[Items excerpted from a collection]
════
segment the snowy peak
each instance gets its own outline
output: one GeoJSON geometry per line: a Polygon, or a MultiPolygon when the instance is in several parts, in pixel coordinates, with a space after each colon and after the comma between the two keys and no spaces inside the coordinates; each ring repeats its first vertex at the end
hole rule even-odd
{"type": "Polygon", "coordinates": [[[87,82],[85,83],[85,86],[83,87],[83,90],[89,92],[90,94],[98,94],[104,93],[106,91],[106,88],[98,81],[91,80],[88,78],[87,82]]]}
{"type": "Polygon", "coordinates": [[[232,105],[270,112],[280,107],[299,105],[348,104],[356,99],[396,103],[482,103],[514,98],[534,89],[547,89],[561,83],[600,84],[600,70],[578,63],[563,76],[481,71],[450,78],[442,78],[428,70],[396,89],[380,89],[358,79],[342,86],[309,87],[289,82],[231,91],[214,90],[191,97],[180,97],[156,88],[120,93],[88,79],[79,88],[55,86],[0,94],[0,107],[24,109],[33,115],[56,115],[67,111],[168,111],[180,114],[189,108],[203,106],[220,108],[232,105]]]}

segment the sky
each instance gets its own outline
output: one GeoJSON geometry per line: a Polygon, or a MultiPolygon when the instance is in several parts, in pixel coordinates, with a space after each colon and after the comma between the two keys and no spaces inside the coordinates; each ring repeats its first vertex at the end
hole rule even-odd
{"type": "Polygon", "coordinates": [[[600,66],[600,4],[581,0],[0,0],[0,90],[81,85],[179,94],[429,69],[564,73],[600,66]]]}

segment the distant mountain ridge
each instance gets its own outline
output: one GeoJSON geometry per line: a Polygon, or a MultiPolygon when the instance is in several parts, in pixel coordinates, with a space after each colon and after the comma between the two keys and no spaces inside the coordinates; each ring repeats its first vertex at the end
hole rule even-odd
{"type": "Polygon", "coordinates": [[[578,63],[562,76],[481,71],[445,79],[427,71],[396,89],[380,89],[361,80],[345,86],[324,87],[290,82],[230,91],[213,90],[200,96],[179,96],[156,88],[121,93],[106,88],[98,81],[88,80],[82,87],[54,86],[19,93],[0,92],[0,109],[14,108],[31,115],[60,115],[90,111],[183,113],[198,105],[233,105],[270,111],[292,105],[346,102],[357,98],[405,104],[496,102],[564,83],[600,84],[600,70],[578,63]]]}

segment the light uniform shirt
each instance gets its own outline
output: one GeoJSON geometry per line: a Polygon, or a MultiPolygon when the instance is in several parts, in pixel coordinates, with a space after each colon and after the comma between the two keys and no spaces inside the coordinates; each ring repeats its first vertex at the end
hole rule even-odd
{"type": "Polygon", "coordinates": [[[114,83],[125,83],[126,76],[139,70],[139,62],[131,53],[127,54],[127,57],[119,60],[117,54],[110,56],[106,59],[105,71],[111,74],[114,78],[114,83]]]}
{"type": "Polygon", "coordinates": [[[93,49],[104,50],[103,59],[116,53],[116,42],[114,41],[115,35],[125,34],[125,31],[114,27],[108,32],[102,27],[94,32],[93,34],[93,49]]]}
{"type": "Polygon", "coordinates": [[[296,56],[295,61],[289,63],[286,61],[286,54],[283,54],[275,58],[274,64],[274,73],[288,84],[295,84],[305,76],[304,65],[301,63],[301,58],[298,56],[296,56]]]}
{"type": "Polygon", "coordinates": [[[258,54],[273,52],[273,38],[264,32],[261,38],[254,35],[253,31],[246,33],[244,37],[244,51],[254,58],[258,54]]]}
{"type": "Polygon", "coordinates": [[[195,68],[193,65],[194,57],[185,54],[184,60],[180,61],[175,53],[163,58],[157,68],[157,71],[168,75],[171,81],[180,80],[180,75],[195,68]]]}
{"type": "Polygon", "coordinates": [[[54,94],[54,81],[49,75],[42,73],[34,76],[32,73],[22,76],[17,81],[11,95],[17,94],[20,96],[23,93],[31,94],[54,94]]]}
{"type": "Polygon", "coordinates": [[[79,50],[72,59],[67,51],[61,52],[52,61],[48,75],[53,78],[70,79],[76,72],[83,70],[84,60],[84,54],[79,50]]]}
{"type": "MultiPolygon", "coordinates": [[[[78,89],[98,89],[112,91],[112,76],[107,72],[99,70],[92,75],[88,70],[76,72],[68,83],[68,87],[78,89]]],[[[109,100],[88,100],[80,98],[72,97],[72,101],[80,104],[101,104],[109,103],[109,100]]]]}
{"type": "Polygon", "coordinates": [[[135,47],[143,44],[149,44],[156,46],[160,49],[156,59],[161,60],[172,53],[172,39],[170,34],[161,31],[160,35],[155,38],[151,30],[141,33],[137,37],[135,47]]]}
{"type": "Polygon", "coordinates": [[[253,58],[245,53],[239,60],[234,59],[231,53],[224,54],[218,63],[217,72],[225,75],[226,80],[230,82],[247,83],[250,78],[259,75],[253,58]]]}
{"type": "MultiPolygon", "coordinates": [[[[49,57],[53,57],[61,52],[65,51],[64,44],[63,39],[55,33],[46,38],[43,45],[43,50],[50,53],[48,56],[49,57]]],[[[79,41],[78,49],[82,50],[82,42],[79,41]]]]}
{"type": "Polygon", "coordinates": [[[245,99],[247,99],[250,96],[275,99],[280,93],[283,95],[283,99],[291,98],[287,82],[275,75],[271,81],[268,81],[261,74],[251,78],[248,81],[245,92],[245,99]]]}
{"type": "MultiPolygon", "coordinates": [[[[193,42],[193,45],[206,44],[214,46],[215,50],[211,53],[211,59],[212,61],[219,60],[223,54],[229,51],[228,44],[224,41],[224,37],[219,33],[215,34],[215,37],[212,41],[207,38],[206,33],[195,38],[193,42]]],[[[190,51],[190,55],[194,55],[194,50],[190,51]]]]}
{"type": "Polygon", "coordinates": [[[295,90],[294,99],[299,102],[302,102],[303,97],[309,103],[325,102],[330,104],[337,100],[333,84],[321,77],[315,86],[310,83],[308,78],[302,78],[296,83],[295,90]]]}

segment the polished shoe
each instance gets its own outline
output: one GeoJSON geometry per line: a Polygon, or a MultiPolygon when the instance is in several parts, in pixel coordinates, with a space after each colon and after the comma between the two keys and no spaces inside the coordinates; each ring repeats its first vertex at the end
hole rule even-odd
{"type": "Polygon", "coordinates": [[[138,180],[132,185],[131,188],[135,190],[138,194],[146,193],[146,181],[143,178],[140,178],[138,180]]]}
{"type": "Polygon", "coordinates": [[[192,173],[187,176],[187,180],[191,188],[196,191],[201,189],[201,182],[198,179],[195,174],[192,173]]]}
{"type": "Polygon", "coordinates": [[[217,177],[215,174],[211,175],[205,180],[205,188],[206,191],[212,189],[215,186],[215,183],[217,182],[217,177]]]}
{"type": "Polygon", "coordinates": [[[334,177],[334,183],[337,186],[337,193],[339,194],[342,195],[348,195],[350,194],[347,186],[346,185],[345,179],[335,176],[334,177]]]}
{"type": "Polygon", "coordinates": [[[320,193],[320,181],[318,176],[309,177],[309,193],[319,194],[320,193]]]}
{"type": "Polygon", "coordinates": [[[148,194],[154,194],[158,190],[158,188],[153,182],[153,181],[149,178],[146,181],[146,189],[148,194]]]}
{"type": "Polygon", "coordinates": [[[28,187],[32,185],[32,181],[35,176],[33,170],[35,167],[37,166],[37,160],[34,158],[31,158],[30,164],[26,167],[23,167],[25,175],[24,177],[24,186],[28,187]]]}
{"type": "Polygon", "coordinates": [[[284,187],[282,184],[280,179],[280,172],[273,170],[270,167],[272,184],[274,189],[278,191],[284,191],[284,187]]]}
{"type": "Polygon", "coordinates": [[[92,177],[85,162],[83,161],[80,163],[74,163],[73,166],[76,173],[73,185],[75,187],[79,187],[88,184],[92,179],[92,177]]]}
════
Format every line of the items above as a numbered list, leaving out the blank lines.

TASK RESULT
1. segment the snowy peak
2. each instance gets its own outline
3. output: one GeoJSON geometry per line: a Polygon, or a MultiPolygon when the instance is in several parts, in pixel coordinates, with a space after each colon and after the comma between the two keys and no spaces inside the coordinates; each ring repeats its first vertex at the end
4. hole rule even-odd
5. {"type": "Polygon", "coordinates": [[[87,82],[85,83],[85,86],[83,87],[83,90],[89,92],[90,94],[98,94],[104,93],[106,91],[106,88],[98,81],[91,80],[88,78],[87,82]]]}
6. {"type": "Polygon", "coordinates": [[[232,105],[270,112],[280,107],[299,105],[348,104],[356,99],[396,103],[482,103],[514,98],[534,89],[547,89],[561,83],[600,84],[600,70],[578,63],[563,76],[481,71],[450,78],[442,78],[428,70],[396,89],[380,89],[358,79],[342,86],[309,87],[289,82],[231,91],[214,90],[191,97],[180,97],[156,88],[120,93],[88,79],[79,88],[55,86],[0,94],[0,107],[24,109],[33,115],[56,115],[67,111],[168,111],[180,114],[189,108],[203,106],[220,108],[232,105]]]}
7. segment the sky
8. each instance gets its own outline
9. output: one GeoJSON geometry per line: a Polygon, or a MultiPolygon when the instance is in several parts, in pixel coordinates, with a space after each colon and after the comma between the two keys and no spaces inside the coordinates; each ring repeats its first vertex at the end
10. hole rule even-odd
11. {"type": "Polygon", "coordinates": [[[600,66],[600,4],[581,0],[0,0],[0,90],[81,85],[179,94],[429,69],[564,73],[600,66]]]}
12. segment the distant mountain ridge
13. each instance gets its own outline
14. output: one GeoJSON geometry per line: a Polygon, or a MultiPolygon when the instance is in several parts, in pixel coordinates, with a space after each colon and after the comma between the two keys and no spaces inside the coordinates; each ring repeats its first vertex at the end
15. hole rule even-odd
16. {"type": "Polygon", "coordinates": [[[578,63],[562,76],[481,71],[445,79],[427,71],[396,89],[380,89],[361,80],[345,86],[324,87],[290,82],[230,91],[213,90],[200,96],[179,96],[156,88],[121,93],[106,88],[98,81],[88,80],[82,87],[54,86],[19,93],[0,92],[0,109],[14,108],[31,115],[60,115],[90,111],[183,113],[198,105],[233,105],[270,111],[292,105],[346,102],[357,98],[405,104],[496,102],[564,83],[600,84],[600,70],[578,63]]]}
17. segment the light uniform shirt
18. each instance gets its own outline
19. output: one GeoJSON geometry per line: a Polygon, or a MultiPolygon when the instance is in several parts, in pixel coordinates, with a space after each colon and after the comma between the two keys and no spaces inside the coordinates; each ring repeats its first vertex at the end
20. hole rule even-odd
21. {"type": "Polygon", "coordinates": [[[114,83],[125,83],[126,76],[139,70],[139,62],[131,53],[127,54],[127,57],[119,60],[117,54],[110,56],[106,59],[105,71],[111,74],[114,78],[114,83]]]}
22. {"type": "Polygon", "coordinates": [[[93,49],[104,50],[103,59],[116,53],[116,42],[114,41],[115,35],[125,34],[125,31],[114,27],[108,32],[102,27],[94,32],[93,34],[93,49]]]}
23. {"type": "Polygon", "coordinates": [[[296,56],[295,61],[289,63],[286,61],[286,54],[283,54],[275,58],[274,64],[274,73],[288,84],[295,84],[305,76],[304,65],[301,63],[301,58],[298,56],[296,56]]]}
24. {"type": "Polygon", "coordinates": [[[258,54],[273,52],[273,38],[264,32],[261,38],[254,35],[253,31],[246,33],[244,37],[244,51],[254,58],[258,54]]]}
25. {"type": "Polygon", "coordinates": [[[195,68],[193,65],[194,57],[185,54],[184,60],[180,61],[175,53],[163,58],[157,68],[157,71],[168,75],[171,81],[180,80],[180,75],[195,68]]]}
26. {"type": "Polygon", "coordinates": [[[54,94],[54,81],[49,75],[42,73],[34,76],[32,73],[22,76],[17,81],[11,95],[17,94],[20,96],[23,93],[31,94],[54,94]]]}
27. {"type": "Polygon", "coordinates": [[[79,50],[72,59],[67,51],[61,52],[52,61],[48,75],[53,78],[70,79],[76,72],[83,70],[84,60],[84,54],[79,50]]]}
28. {"type": "MultiPolygon", "coordinates": [[[[78,89],[98,89],[112,91],[112,76],[107,72],[99,70],[92,75],[88,70],[76,72],[68,83],[68,87],[78,89]]],[[[109,100],[88,100],[80,98],[72,97],[72,101],[80,104],[101,104],[109,103],[109,100]]]]}
29. {"type": "Polygon", "coordinates": [[[135,47],[143,44],[149,44],[156,46],[160,49],[156,59],[161,60],[172,53],[172,39],[170,34],[161,31],[160,35],[155,38],[151,30],[141,33],[137,37],[135,47]]]}
30. {"type": "Polygon", "coordinates": [[[253,58],[245,53],[239,60],[234,59],[231,53],[224,54],[218,63],[217,72],[225,75],[226,80],[230,82],[247,83],[250,78],[259,75],[253,58]]]}
31. {"type": "MultiPolygon", "coordinates": [[[[49,57],[53,57],[61,52],[65,51],[64,44],[63,39],[55,33],[46,38],[43,45],[43,50],[50,53],[48,56],[49,57]]],[[[79,41],[78,49],[82,50],[82,42],[79,41]]]]}
32. {"type": "Polygon", "coordinates": [[[245,99],[247,99],[250,96],[275,99],[280,93],[283,95],[283,99],[291,98],[287,82],[275,75],[271,81],[268,81],[261,74],[251,78],[248,81],[245,92],[245,99]]]}
33. {"type": "MultiPolygon", "coordinates": [[[[193,42],[193,45],[206,44],[214,46],[215,50],[211,53],[211,59],[212,61],[219,60],[223,54],[229,51],[228,44],[224,41],[224,37],[219,33],[215,34],[215,37],[212,41],[207,38],[206,33],[195,38],[193,42]]],[[[190,51],[190,55],[194,55],[194,50],[190,51]]]]}
34. {"type": "Polygon", "coordinates": [[[295,90],[294,99],[299,102],[302,102],[303,97],[309,103],[325,102],[330,104],[337,100],[333,84],[321,77],[315,86],[310,83],[308,78],[302,78],[296,83],[295,90]]]}
35. segment the polished shoe
36. each instance gets its own outline
37. output: one GeoJSON geometry per line: a Polygon, or a MultiPolygon when the instance is in several parts, in pixel coordinates, with a space after each colon and after the comma between the two keys and no spaces inside the coordinates; each ring repeats its first vertex at the end
38. hole rule even-odd
39. {"type": "Polygon", "coordinates": [[[138,180],[132,185],[131,188],[135,190],[138,194],[146,193],[146,181],[143,178],[140,178],[138,180]]]}
40. {"type": "Polygon", "coordinates": [[[192,173],[187,176],[187,180],[191,188],[196,191],[201,189],[201,182],[198,179],[195,174],[192,173]]]}
41. {"type": "Polygon", "coordinates": [[[217,177],[215,174],[211,175],[205,180],[205,188],[206,191],[212,189],[215,186],[215,183],[217,182],[217,177]]]}
42. {"type": "Polygon", "coordinates": [[[334,177],[334,183],[337,186],[337,193],[339,194],[342,195],[348,195],[350,194],[347,186],[346,185],[345,179],[335,176],[334,177]]]}
43. {"type": "Polygon", "coordinates": [[[320,193],[320,181],[318,176],[309,177],[309,193],[319,194],[320,193]]]}
44. {"type": "Polygon", "coordinates": [[[148,194],[154,194],[158,190],[158,188],[153,182],[153,181],[149,178],[146,181],[146,189],[148,194]]]}
45. {"type": "Polygon", "coordinates": [[[28,187],[32,185],[32,181],[35,176],[33,170],[35,167],[37,166],[37,160],[34,158],[31,158],[30,164],[26,167],[23,167],[25,175],[24,177],[24,186],[28,187]]]}
46. {"type": "Polygon", "coordinates": [[[284,187],[282,184],[280,179],[280,172],[273,170],[270,167],[272,184],[274,189],[278,191],[284,191],[284,187]]]}
47. {"type": "Polygon", "coordinates": [[[92,177],[85,162],[83,161],[80,163],[74,163],[73,166],[76,173],[73,185],[75,187],[79,187],[88,184],[92,179],[92,177]]]}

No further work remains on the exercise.